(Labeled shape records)
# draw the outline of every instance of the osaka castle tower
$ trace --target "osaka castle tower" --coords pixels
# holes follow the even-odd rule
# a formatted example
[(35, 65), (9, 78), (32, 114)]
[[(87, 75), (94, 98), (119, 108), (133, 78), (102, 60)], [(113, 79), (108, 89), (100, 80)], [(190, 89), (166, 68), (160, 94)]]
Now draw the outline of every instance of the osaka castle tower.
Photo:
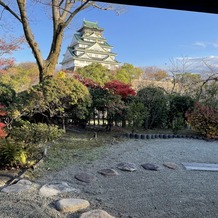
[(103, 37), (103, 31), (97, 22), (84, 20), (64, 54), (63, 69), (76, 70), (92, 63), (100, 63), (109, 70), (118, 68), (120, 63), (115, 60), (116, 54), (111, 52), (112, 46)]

§ What this task involves: Rewrite the data above, changing every occurrence of "osaka castle tower" to "main keep of the castle" and leaving everything else unaltered. Omit the pictures from your output.

§ Worked answer:
# draw the outline of every instance of the main keep of the castle
$ trace --target "main keep of the castle" --coords pixels
# holes follow the even-odd rule
# a formatted example
[(35, 65), (9, 78), (32, 114)]
[[(87, 75), (94, 98), (119, 108), (133, 78), (102, 60)], [(113, 79), (108, 89), (100, 80)], [(190, 89), (166, 68), (160, 94)]]
Now draw the outline of every instance of the main keep of the castle.
Photo:
[(103, 37), (103, 31), (97, 22), (84, 20), (64, 54), (63, 69), (76, 70), (92, 63), (100, 63), (109, 70), (118, 68), (120, 63), (115, 60), (116, 54), (111, 52), (112, 46)]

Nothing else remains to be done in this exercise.